▶ _Source_:
____

Russia is no longer just funding a war; it is organized around one. Since 2022, emergency spending has become a permanent design

The pattern repeats every year: conservative plans, mid-year top-ups, and overspending in December. Headline numbers move, but the architecture does not. This system is built to withstand pressure and distribute rents, not to raise productivity or incomes.

Three interlocking loops anchor this system. The first is the budgetary loop. The budget fixes a persistently high allocation for defense and internal security (around 40 percent of federal outlays combined), while widening the share of secret spending to roughly 30 percent of the budget. Second, the financial loop. It channels household and corporate deposits into OFZs at double-digit yields, turning bank balance sheets into fiscal buffers and deferring interest costs for years. And third, the industrial loop. It ties entire regions to military orders, subcontractor networks, and veterans’ programs, generating employment and liquidity in exchange for Kremlin-aligned compliance.

Together, these loops do more than sustain war spending; they reshape fiscal structure, political control, and external alignment. Each stabilizes cash flow in the short term while eroding civilian capacity over time.

Direct US Pressure on the Oil Core

The announcement of new US sanctions on Rosneft and Lukoil in late October 2025 marks a structural escalation in Washington’s economic pressure campaign. These designations, coupled with secondary sanctions threats against shipping, marine insurance, and correspondent-banking channels, directly target Russia’s main cash-flow engines. They reinforce existing exclusion from dollar-clearing and extend compliance risks to yuan-, dirham-, and rupee-based payment systems, while raising transaction costs across shadow-fleet logistics. Immediate market reactions included a short-term Brent spike of roughly five percent and expectations that the Urals discount could widen toward $15–20 below dated Brent as Asian buyers reassess exposure.

Built to Endure: Inside Russia’s War Economy
Lukoil headquarters building in Moscow. AFP

For the Kremlin, these measures tighten fiscal space and force a costly reallocation of resources: budgetary or quasi-fiscal support may become necessary to offset liquidity stress and regional revenue losses. In effect, the fiscal and industrial loops now intersect directly with the external sanctions regime, compressing the margin for fiscal maneuver and shifting the baseline from stability toward costlier adjustment or disruption.

The fiscal and industrial loops now intersect directly with the external sanctions regime, compressing the margin for fiscal maneuver

Moscow has responded to the new US sanctions with demonstrative composure and familiar rhetoric of endurance. By expanding shadow logistics and accelerating the yuanization of trade settlements, the Kremlin will seek to offset the immediate losses. Yet the outcome is not the multipolar balance it proclaims, but an asymmetric dependency on China that risks turning Russia from an energy empire into a commodity appendage of its eastern patron.

Domestic Political Instrument of Eastward Dependency

Two consequences follow that set the terms of debate for 2026 and beyond. First, the wartime economy has become a domestic political instrument. Procurement, subsidies, and veterans’ benefits are targeted to reinforce loyalty among corporate elites, regional bosses, and key constituencies. Margins, exemptions, and selective enforcement reward those who align; higher consumption taxes and a weaker rouble shift costs onto those who do not benefit from state flows. Targeted transfers suppress protest at a manageable fiscal cost.

____

▶ _Collected data_:

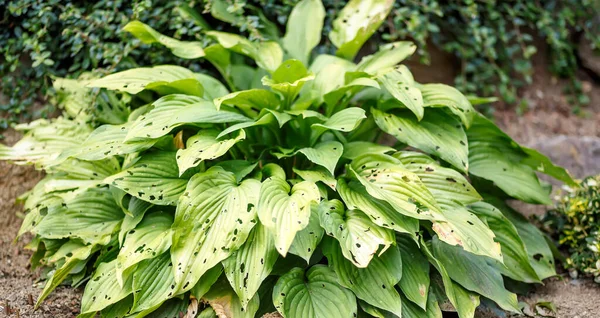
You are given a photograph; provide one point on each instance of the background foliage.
(494, 40)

____

▶ _Short task A_: In the article on Russia's war economy, about what share of the budget goes to secret spending?
▶ _Short task B_: Translate this sentence from the article on Russia's war economy into Spanish: "Headline numbers move, but the architecture does not."
▶ _Short task C_: Return the part of the article on Russia's war economy starting with "Together, these loops" and going on through "capacity over time.".
The data above is separate from the article on Russia's war economy.

▶ _Task output A_: Roughly 30 percent of the budget.

▶ _Task output B_: Las cifras principales cambian, pero la arquitectura no.

▶ _Task output C_:
Together, these loops do more than sustain war spending; they reshape fiscal structure, political control, and external alignment. Each stabilizes cash flow in the short term while eroding civilian capacity over time.